──────── Excerpt ────────
Thus it will be seen that, in accordance with embodiments of the invention, image processing is first used to identify one or more blocks of text (i.e. sections of text) from an image representation of the document, and then text-based processing (e.g. semantic analysis) is used to classify each of the blocks based on its textual content. This can enable the text of a block to be labelled more accurately because all the text is likely to relate to the same subject (e.g. "hobbies") by virtue of its physical proximity within the document, as determined from the image representation.

The blocks of text within the document may be separated by regions in which no text is present, e.g. white space. The blocks of text may therefore be well separated, making it easier to define boundaries around them. The image-based object detection process may include determining a respective boundary for each of the identified blocks of text.

This may allow the portion of the text data associated with each block of text identified in the image to be to be more accurately determined. Each boundary may be a closed path. Each may be polygonal. The boundaries may be rectangular, although in some embodiments at least one boundary may comprise more than four edges; this may be useful for segmenting documents having complex layouts where blocks of text cannot 3 -be separated using only rectangular boxes. In some embodiments, the image-based object detection process may determine a respective polygonal boundary (e.g. rectangular bounding box) around each of the blocks of text. Coordinates for vertices of the boundary may be determined. These coordinates may be used to determine (e.g. identify and/or extract from the text-based document) the respective portion of text data, e.g. by processing layout data associated with text data for the document.
──────── Material supplied ────────
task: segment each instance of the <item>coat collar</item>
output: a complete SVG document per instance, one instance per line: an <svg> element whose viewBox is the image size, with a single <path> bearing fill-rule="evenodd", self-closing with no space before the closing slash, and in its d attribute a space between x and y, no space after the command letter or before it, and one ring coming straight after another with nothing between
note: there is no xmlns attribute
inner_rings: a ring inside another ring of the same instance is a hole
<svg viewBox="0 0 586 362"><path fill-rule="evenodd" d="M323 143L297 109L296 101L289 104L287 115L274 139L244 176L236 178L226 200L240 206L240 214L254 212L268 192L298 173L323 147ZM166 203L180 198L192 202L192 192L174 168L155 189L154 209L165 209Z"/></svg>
────────
Instructions
1 > From the excerpt on document segmentation, reproduce the part that opens with the words containing "Thus it will" and closes with "the image representation.".
2 > According to the excerpt on document segmentation, why can classifying each block of text by its content allow the text of a block to be labeled more accurately? Answer in one to three sentences.
The listing has no connection to the excerpt on document segmentation.

Task responses
1 >
Thus it will be seen that, in accordance with embodiments of the invention, image processing is first used to identify one or more blocks of text (i.e. sections of text) from an image representation of the document, and then text-based processing (e.g. semantic analysis) is used to classify each of the blocks based on its textual content. This can enable the text of a block to be labelled more accurately because all the text is likely to relate to the same subject (e.g. "hobbies") by virtue of its physical proximity within the document, as determined from the image representation.

2 > All the text in a block is likely to relate to the same subject, such as "hobbies." This is because of its physical proximity within the document, which is determined from the image representation.